Material for this exercise
▼
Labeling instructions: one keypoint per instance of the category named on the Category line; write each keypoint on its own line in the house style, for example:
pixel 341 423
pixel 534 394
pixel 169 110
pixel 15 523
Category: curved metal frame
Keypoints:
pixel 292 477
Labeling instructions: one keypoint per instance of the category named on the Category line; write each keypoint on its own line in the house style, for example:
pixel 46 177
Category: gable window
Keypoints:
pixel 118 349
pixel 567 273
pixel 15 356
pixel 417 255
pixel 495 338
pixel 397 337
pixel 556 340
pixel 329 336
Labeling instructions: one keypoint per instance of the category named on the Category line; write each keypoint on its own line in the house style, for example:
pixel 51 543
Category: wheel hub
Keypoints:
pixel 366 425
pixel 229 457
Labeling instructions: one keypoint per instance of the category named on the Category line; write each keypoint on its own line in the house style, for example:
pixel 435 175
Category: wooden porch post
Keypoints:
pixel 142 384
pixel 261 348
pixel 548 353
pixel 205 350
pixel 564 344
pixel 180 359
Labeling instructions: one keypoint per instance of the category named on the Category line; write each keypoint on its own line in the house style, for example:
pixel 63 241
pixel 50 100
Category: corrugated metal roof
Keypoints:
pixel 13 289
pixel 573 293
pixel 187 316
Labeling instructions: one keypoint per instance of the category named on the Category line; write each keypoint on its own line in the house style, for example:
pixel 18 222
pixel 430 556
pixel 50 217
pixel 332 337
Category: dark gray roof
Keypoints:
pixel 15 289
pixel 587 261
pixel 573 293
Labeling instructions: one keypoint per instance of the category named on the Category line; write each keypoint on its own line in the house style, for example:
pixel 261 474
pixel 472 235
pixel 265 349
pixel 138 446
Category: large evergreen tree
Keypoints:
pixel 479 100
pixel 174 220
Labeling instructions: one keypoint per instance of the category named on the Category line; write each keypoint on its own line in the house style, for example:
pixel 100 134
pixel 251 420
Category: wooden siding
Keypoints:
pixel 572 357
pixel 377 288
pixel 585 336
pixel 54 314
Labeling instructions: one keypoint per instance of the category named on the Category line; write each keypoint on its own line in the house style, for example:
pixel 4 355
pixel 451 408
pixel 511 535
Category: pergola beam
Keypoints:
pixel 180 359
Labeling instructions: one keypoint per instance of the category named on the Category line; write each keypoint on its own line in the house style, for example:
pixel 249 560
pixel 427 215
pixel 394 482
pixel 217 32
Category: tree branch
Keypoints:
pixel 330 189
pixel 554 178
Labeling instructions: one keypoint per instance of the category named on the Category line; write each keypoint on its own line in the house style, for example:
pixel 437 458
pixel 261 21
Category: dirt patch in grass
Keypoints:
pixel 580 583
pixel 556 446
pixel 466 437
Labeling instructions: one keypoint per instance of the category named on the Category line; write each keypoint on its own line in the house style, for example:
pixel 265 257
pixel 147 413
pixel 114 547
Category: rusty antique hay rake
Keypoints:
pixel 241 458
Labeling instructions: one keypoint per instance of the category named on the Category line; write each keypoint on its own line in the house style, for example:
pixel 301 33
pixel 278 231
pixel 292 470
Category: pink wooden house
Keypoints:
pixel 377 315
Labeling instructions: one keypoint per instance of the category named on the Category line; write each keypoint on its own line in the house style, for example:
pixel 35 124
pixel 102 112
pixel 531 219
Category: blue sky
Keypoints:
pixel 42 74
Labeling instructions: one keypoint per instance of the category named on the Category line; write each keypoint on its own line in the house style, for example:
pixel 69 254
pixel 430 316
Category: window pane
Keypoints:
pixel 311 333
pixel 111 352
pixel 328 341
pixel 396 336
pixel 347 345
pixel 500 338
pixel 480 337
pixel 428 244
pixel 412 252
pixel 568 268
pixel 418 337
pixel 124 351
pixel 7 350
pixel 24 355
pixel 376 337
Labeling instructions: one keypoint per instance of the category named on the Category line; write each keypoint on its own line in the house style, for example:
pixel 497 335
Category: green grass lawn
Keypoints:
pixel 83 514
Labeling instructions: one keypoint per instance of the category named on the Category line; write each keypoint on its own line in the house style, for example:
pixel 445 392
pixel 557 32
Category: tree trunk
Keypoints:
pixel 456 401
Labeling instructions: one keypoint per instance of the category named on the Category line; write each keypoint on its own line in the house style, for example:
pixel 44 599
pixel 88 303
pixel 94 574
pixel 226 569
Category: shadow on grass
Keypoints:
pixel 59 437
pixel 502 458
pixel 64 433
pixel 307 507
▲
Action item
What you return must match the records above exactly.

Task solution
Labeling instructions: one keypoint per instance of the category named on the Category line; write each keypoint on its own line in the house style, for example:
pixel 341 423
pixel 534 394
pixel 169 110
pixel 15 523
Category: curved metal frame
Keypoints:
pixel 292 477
Labeling instructions: one keypoint per instance of the category named on the Category line; write each keypoint on its own line in the house style, for example:
pixel 46 177
Category: gable window
Keypoints:
pixel 118 349
pixel 567 273
pixel 15 356
pixel 417 255
pixel 495 338
pixel 397 337
pixel 556 340
pixel 329 336
Labeling instructions: one keypoint per instance of the category named on the Category line; write each keypoint on its own line in the house style, for example:
pixel 51 543
Category: wheel hub
Keypoints:
pixel 366 425
pixel 229 457
Labeling instructions: one keypoint per instance of the category named on the Category line; write each keypoint on its own line in the house style, for example:
pixel 435 175
Category: wooden porch post
Keypoints:
pixel 142 384
pixel 261 348
pixel 548 353
pixel 205 350
pixel 564 344
pixel 180 359
Labeling instructions: one keypoint per instance of the category named on the Category line; write each keypoint on its own line in the house style, for example:
pixel 63 241
pixel 50 100
Category: corrugated metal roof
Keypoints:
pixel 13 289
pixel 573 293
pixel 187 316
Labeling instructions: one keypoint per instance of the category named on the Category line; write each keypoint on its own line in the house style, for example:
pixel 18 222
pixel 430 556
pixel 50 217
pixel 332 337
Category: dark gray roof
Keypoints:
pixel 15 289
pixel 587 261
pixel 573 293
Labeling instructions: one keypoint per instance of the category named on the Category line; write each keypoint on its own line in the house style, for example:
pixel 261 474
pixel 472 235
pixel 265 349
pixel 138 446
Category: large evergreen tree
Keypoints:
pixel 479 100
pixel 174 220
Labeling instructions: one keypoint per instance of the category named on the Category line; write each keypoint on its own line in the house style, for example:
pixel 100 134
pixel 251 420
Category: wooden siding
Keypoints:
pixel 572 357
pixel 377 288
pixel 585 336
pixel 54 314
Labeling instructions: one keypoint per instance of the category named on the Category line; write each keypoint on its own line in the house style, for example:
pixel 4 355
pixel 451 408
pixel 511 535
Category: pergola beam
Keypoints:
pixel 180 359
Labeling instructions: one keypoint per instance of the category named on the Category line; write each keypoint on its own line in the house style, for example:
pixel 249 560
pixel 427 215
pixel 394 482
pixel 217 32
Category: tree branch
Keypoints:
pixel 330 189
pixel 554 178
Labeling instructions: one keypoint per instance of the category named on the Category line; write each keypoint on its own line in the house style, for example:
pixel 437 458
pixel 261 21
Category: dirt patch in grass
Keypoints:
pixel 580 583
pixel 556 446
pixel 466 437
Labeling instructions: one keypoint per instance of the category named on the Category line; write each keypoint on its own line in the house style, for example:
pixel 265 257
pixel 147 413
pixel 114 547
Category: rusty antique hay rake
Keypoints:
pixel 241 458
Labeling instructions: one keypoint per instance of the category named on the Category line; write each keypoint on its own line in the house style, for example:
pixel 301 33
pixel 278 231
pixel 292 470
Category: pink wooden house
Keypoints:
pixel 377 315
Labeling instructions: one keypoint per instance of the category named on the Category line; write each keypoint on its own line in the house style, for example:
pixel 35 124
pixel 102 112
pixel 531 219
Category: blue sky
Keypoints:
pixel 42 74
Labeling instructions: one keypoint per instance of the category named on the Category line; write each keypoint on its own line in the house style, for example:
pixel 69 254
pixel 430 316
Category: window pane
Keypoints:
pixel 311 333
pixel 111 352
pixel 328 341
pixel 396 336
pixel 347 345
pixel 500 338
pixel 480 337
pixel 428 244
pixel 412 252
pixel 568 268
pixel 418 337
pixel 124 351
pixel 7 350
pixel 24 355
pixel 376 337
Labeling instructions: one keypoint per instance of the category named on the Category line; write each keypoint on its own line in the house style, for example:
pixel 497 335
Category: green grass lawn
Keypoints:
pixel 83 514
Labeling instructions: one keypoint per instance of the category named on the Category line; write each keypoint on its own line in the house style, for example:
pixel 445 392
pixel 557 32
Category: tree trunk
Keypoints:
pixel 456 401
Labeling instructions: one keypoint per instance of the category named on the Category line; write each keypoint on its own line in the house style, for example:
pixel 44 599
pixel 88 303
pixel 94 574
pixel 226 569
Category: shadow on grass
Keypoints:
pixel 59 437
pixel 502 458
pixel 64 433
pixel 307 507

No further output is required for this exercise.